WRITTEN PROBLEM: Select every line in the listing below that contains the string "this". Case counts.

Image annotation data:
——————

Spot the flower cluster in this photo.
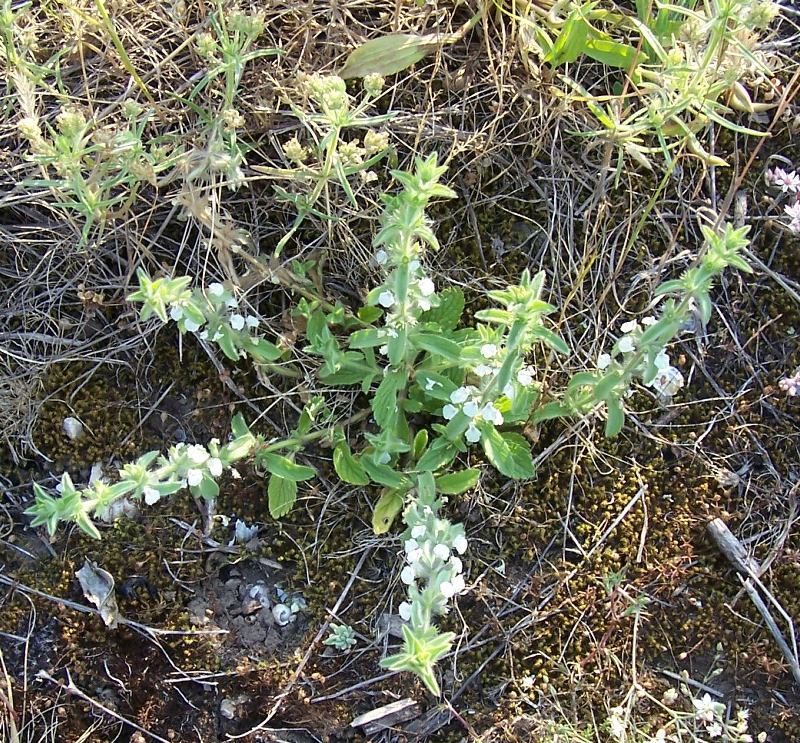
[128,269,281,363]
[783,201,800,234]
[764,168,800,193]
[597,316,684,400]
[375,254,437,318]
[25,418,256,539]
[764,167,800,234]
[398,506,467,621]
[778,366,800,397]
[442,385,503,444]
[398,499,467,625]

——————

PROBLEM SOLUTION:
Spot the flower cluster in this photo.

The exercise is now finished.